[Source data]

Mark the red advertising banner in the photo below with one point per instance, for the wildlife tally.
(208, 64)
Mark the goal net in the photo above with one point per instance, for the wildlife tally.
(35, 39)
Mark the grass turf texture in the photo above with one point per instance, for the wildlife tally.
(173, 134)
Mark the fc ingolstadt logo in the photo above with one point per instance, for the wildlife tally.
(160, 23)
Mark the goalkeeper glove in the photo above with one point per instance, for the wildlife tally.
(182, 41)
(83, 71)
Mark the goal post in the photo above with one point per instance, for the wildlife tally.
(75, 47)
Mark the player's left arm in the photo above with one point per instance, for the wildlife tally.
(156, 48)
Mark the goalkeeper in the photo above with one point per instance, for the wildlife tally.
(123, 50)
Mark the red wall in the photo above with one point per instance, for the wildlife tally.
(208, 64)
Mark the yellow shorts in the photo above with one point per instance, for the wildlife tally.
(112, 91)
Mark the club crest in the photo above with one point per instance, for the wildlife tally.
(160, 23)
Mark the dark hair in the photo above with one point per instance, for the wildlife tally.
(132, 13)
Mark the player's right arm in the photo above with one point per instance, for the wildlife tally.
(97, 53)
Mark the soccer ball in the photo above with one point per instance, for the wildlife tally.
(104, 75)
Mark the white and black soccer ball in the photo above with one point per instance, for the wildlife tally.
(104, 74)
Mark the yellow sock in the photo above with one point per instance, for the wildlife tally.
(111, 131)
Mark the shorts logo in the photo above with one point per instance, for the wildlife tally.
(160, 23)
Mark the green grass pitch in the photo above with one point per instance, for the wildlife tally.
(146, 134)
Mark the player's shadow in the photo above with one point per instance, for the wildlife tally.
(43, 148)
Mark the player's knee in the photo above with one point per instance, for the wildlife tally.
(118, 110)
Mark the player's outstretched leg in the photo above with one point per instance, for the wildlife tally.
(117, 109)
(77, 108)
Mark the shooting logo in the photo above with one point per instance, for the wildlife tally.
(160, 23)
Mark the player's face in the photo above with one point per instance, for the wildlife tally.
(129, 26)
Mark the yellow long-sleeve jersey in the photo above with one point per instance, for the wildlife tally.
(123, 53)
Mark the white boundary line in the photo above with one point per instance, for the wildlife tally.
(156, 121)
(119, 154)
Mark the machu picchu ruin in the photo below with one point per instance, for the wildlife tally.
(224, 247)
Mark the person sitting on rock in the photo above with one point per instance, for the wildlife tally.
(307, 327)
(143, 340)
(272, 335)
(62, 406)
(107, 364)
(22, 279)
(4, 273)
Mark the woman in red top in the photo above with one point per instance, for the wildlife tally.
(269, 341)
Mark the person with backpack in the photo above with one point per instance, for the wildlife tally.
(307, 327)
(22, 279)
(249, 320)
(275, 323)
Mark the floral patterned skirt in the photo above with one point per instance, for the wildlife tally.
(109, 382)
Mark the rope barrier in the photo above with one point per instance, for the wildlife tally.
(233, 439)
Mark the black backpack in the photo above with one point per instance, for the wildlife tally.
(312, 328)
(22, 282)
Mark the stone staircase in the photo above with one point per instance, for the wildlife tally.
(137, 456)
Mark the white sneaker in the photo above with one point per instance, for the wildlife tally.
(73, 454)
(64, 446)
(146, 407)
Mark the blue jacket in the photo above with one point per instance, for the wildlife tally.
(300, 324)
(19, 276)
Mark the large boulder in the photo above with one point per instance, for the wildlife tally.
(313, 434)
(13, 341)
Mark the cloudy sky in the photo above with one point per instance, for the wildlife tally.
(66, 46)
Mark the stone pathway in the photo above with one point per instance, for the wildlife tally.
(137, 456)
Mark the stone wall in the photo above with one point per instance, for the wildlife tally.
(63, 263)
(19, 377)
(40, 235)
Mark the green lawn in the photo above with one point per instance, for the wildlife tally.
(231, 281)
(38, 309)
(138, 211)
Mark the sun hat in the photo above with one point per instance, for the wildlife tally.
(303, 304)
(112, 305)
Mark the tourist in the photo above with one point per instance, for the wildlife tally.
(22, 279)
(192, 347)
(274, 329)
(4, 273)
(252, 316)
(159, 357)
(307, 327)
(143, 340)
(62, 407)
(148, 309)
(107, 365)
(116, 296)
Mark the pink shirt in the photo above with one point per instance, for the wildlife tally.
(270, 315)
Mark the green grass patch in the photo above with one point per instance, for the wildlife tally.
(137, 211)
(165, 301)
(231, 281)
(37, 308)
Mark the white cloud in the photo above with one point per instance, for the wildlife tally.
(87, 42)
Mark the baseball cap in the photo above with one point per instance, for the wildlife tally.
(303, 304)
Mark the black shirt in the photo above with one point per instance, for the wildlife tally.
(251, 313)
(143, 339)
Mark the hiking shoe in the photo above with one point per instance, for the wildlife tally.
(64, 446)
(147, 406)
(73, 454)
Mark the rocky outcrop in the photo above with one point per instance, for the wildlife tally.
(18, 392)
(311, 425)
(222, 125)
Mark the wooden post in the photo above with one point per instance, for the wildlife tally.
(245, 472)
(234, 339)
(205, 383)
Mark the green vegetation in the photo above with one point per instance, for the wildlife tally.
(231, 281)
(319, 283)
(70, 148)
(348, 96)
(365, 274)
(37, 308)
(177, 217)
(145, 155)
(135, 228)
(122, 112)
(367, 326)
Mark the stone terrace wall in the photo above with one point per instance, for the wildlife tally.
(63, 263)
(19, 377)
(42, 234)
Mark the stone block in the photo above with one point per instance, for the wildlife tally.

EXERCISE AIM:
Please extract the stretch from the line containing "Mark the black shirt" through the end of the material, copying each line unchanged.

WRITTEN SOLUTION:
Mark the black shirt in the photo above with one point per instance, for the wildlife tally.
(251, 313)
(143, 339)
Mark the hiking shoe in the photo above with one point per instance, for the wildlife tally.
(64, 446)
(147, 406)
(73, 454)
Mark the rocky outcrop in the photo above with one point per instance, for the wildlife tally.
(18, 392)
(311, 425)
(222, 125)
Mark the wooden post in the photo above with one point per instance, for the wildlife tally.
(245, 472)
(234, 339)
(205, 383)
Mark the green vegetation in the photo above with one point per instance, for the wildlife tally.
(231, 281)
(319, 283)
(70, 148)
(348, 96)
(365, 274)
(37, 308)
(177, 217)
(145, 155)
(135, 228)
(122, 112)
(367, 326)
Mark the stone terrace wall in the photo above with one point per instance, for the wildlife tally.
(63, 263)
(19, 377)
(42, 234)
Mark the stone block in the photo above with one point per instance, for the wildlife tally.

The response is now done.